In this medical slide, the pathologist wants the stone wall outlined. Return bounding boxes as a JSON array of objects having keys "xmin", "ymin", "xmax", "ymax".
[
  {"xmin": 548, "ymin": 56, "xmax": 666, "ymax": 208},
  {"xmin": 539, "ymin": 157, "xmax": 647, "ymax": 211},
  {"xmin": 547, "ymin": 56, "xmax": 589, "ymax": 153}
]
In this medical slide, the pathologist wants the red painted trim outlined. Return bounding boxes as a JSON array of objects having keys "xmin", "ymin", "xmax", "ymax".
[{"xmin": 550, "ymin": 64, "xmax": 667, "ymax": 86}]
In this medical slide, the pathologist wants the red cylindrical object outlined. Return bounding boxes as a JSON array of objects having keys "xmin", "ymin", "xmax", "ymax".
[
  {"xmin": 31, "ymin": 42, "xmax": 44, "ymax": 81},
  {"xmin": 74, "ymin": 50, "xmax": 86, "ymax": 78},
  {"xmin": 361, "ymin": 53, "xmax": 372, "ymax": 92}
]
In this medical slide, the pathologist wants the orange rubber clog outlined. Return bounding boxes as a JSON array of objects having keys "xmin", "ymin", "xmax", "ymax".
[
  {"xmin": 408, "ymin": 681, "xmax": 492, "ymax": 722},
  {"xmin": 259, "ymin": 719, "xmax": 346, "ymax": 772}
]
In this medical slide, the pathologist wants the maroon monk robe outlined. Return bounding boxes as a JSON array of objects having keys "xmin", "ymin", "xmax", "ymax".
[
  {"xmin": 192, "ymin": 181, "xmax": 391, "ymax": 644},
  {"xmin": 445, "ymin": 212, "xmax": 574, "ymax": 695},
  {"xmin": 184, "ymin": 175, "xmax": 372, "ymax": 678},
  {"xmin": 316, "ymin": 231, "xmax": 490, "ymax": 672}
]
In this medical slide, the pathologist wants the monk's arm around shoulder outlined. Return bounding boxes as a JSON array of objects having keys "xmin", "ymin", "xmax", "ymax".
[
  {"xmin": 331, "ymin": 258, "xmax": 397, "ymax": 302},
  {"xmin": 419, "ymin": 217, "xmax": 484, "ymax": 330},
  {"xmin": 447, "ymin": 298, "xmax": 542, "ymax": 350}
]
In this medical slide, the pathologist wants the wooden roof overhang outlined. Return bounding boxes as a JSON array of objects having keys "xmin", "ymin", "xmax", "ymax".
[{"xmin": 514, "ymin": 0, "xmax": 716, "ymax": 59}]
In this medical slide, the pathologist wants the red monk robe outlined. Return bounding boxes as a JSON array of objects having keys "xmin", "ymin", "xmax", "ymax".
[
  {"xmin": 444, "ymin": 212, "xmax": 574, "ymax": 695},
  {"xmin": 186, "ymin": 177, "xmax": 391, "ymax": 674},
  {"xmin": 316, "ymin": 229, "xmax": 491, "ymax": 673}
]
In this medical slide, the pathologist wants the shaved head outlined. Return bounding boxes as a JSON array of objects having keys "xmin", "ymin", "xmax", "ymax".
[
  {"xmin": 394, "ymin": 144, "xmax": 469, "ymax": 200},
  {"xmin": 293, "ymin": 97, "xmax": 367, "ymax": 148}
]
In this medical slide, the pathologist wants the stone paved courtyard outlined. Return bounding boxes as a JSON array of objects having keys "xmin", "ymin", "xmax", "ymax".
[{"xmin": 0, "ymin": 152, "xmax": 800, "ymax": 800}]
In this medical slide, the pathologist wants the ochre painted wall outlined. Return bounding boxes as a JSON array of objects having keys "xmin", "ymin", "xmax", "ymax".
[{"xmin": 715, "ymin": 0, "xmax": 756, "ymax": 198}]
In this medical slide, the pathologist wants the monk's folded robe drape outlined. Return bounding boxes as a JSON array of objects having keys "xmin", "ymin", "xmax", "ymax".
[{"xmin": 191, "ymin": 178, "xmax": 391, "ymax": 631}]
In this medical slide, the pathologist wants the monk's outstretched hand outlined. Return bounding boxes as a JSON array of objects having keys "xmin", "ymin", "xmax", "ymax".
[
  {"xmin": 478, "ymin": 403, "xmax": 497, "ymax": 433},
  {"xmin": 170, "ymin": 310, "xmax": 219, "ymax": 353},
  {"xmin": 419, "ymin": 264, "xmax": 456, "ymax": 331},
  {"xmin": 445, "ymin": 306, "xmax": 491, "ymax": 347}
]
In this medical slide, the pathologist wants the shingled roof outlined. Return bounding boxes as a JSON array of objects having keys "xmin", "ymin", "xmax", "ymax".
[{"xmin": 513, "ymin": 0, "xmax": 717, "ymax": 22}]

※ ※ ※

### What you are asked to do
Starting at the line that has "the monk's outstretched" and running through the end of the data, write those lines out again with "pathologist" replaced by "reviewer" and nothing else changed.

### Full answer
In this medical slide, the reviewer wants the monk's outstretched hand outlined. Return bounding boxes as a JSON array of objects having keys "xmin", "ymin", "xmax", "ymax".
[
  {"xmin": 478, "ymin": 403, "xmax": 497, "ymax": 433},
  {"xmin": 170, "ymin": 310, "xmax": 219, "ymax": 353},
  {"xmin": 419, "ymin": 264, "xmax": 456, "ymax": 331},
  {"xmin": 445, "ymin": 306, "xmax": 491, "ymax": 347}
]
In this medical slide, the reviewer wants the shingled roof outlined. Return bounding boxes as a JSON array of objects having keys "xmin", "ymin", "xmax", "ymax".
[{"xmin": 513, "ymin": 0, "xmax": 717, "ymax": 22}]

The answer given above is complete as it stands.